- Duration: May 20 – August 5, 2012
- TV partner(s): Sports5 – AKTV on IBC (Local) Aksyon TV International (International)

Finals
- Champions: Rain or Shine Elasto Painters
- Runners-up: B-Meg Llamados

Awards
- Best Player: Mark Caguioa (Barangay Ginebra Kings)
- Best Import: Jamelle Cornley (Rain or Shine Elasto Painters)
- Finals MVP: Jeffrei Chan (Rain or Shine Elasto Painters)

PBA Governors' Cup chronology
- < 2011 2013 >

PBA conference chronology
- < 2012 Commissioner's 2012–13 Philippine >

= 2012 PBA Governors' Cup =

Third conference of the 2011–12 PBA season

The 2012 Philippine Basketball Association (PBA) Governors' Cup, was the third and last conference of the 2011–12 PBA season. The tournament started on May 20 and culminated on August 5 with the Rain or Shine Elasto Painters team defeating the B-Meg Llamados team by 4 games to 3.

____

Please pick up the passage on the 2012 PBA Governors' Cup after its last sentence and continue it.

* DATA LISTING

____

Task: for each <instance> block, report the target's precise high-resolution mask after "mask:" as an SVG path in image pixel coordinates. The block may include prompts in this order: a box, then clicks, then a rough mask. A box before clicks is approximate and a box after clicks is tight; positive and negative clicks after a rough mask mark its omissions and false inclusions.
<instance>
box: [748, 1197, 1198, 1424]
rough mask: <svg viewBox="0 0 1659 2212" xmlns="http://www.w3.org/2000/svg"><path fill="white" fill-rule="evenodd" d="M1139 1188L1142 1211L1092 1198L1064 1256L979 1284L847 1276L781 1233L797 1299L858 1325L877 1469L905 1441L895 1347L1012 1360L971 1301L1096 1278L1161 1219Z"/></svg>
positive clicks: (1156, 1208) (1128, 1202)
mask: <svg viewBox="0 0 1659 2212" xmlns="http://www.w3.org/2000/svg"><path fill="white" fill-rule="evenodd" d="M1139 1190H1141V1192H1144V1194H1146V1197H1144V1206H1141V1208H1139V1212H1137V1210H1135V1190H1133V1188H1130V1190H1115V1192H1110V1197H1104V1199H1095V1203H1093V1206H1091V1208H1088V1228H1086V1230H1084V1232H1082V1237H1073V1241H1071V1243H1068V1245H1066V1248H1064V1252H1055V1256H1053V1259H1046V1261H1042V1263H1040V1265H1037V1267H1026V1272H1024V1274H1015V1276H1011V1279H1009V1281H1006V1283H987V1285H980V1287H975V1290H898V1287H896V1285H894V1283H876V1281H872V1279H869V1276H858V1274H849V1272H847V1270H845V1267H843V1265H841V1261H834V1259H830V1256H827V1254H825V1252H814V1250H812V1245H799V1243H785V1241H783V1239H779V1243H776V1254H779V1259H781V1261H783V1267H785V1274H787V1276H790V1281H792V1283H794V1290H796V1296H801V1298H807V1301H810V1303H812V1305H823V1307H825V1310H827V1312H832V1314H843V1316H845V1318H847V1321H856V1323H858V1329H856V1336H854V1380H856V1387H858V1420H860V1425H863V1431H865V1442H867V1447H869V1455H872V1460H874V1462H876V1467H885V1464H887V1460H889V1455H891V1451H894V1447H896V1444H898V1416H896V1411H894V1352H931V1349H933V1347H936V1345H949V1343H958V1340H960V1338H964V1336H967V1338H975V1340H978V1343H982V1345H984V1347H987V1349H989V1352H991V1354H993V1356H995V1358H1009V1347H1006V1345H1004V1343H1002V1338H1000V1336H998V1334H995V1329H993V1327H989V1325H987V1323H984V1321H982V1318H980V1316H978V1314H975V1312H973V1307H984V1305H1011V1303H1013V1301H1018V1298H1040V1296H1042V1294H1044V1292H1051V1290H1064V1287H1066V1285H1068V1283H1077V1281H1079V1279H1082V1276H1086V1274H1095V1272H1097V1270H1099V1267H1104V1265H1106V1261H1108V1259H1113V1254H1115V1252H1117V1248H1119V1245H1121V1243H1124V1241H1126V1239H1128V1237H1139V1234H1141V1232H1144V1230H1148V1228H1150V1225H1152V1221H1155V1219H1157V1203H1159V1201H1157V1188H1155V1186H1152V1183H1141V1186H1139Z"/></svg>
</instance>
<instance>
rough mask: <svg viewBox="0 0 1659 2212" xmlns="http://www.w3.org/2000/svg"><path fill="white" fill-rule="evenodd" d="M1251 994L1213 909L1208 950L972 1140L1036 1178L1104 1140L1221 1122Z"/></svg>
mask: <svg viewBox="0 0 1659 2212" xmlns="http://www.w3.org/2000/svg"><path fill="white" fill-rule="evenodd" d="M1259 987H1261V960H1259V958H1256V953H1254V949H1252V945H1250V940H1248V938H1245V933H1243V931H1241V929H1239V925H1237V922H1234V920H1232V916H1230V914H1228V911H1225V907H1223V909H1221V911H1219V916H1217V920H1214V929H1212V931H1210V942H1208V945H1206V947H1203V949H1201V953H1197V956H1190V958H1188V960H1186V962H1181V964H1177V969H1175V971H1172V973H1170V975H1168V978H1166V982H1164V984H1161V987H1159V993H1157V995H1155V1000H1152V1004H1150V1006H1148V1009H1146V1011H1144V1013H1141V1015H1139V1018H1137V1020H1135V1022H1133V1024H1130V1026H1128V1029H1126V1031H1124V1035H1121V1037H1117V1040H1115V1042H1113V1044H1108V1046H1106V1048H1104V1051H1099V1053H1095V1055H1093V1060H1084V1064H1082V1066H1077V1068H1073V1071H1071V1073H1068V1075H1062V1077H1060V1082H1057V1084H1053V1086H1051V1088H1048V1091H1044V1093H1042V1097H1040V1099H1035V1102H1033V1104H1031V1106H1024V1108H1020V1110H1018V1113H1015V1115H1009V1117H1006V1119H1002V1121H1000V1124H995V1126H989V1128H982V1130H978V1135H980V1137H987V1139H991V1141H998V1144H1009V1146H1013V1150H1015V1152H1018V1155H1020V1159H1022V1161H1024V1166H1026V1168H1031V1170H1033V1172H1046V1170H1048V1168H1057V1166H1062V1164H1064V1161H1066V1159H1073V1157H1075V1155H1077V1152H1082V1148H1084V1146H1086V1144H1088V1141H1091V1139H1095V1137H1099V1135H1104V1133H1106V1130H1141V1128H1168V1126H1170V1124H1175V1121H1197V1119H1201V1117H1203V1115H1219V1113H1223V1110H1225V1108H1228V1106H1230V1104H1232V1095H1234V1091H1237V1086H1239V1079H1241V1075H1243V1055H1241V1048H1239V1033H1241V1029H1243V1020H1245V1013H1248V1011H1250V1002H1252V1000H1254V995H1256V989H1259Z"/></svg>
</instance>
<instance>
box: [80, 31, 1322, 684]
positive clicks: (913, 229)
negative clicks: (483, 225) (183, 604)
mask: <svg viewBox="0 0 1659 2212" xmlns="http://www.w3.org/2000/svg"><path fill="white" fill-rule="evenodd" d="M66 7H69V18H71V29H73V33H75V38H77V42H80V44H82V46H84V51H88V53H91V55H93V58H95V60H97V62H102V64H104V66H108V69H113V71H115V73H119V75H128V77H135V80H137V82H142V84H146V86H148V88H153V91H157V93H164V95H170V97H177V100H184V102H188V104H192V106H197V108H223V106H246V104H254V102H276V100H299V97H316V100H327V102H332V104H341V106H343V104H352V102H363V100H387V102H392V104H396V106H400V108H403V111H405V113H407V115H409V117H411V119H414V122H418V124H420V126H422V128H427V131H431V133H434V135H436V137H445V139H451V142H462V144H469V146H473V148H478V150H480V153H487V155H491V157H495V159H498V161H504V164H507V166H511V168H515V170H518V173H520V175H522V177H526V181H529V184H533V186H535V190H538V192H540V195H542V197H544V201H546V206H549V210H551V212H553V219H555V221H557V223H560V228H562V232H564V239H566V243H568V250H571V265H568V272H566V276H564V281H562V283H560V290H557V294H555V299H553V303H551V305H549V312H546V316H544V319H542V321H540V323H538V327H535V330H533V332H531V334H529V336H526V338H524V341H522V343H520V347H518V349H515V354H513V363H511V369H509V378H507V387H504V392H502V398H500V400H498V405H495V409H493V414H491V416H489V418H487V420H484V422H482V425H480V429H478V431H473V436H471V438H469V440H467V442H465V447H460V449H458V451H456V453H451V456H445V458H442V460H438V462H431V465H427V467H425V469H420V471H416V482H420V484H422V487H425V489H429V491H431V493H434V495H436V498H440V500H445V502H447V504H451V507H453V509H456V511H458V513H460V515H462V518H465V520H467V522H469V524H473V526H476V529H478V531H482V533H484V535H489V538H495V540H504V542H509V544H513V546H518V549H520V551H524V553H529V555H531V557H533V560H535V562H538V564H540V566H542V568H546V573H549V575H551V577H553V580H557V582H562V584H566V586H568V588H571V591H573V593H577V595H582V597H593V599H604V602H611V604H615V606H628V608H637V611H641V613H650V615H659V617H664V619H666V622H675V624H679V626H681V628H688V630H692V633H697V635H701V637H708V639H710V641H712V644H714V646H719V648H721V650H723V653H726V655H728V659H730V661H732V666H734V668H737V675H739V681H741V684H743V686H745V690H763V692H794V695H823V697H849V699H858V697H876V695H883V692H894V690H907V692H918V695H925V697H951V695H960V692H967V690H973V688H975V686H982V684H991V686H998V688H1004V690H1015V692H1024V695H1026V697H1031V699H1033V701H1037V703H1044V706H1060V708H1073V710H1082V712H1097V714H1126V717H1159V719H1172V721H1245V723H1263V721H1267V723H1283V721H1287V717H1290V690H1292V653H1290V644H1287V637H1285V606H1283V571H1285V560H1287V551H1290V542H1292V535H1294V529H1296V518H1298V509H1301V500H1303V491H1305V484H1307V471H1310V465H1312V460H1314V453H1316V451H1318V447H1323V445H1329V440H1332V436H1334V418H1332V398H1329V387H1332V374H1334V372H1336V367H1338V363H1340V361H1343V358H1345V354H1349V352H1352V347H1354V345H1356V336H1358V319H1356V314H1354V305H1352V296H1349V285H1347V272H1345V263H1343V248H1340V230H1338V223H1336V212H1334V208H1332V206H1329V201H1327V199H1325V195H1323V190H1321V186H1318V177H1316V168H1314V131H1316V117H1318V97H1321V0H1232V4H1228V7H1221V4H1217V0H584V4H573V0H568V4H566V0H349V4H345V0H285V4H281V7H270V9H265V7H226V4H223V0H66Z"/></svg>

____

* ANSWER SECTION
The tournament was an import-laden format, which allowed an import or a pure-foreign player for each team and with a height limit of 6-foot-5.

==Format==
The following format was observed for the duration of the conference:
- Single-round robin eliminations; 9 games per team; Teams are then seeded by basis on win–loss records.
- The top six teams after the eliminations will advance to the semifinals. In case of a tie, a playoff will be held only for the #6 seed.
- Semifinals will be a single round-robin affair with the remaining six teams. Results from the eliminations will be carried over. A playoff incentive for a finals berth will be given to the team that will win at least four of their five semifinal games that does not finish within the top two. In case of a tie, a playoff will be held only for the #2 seed.
- The top two teams (or the #1 team and the winner of the playoff between team with at least 4 semifinal wins and the #2 team) will face each other in a best-of-seven championship series.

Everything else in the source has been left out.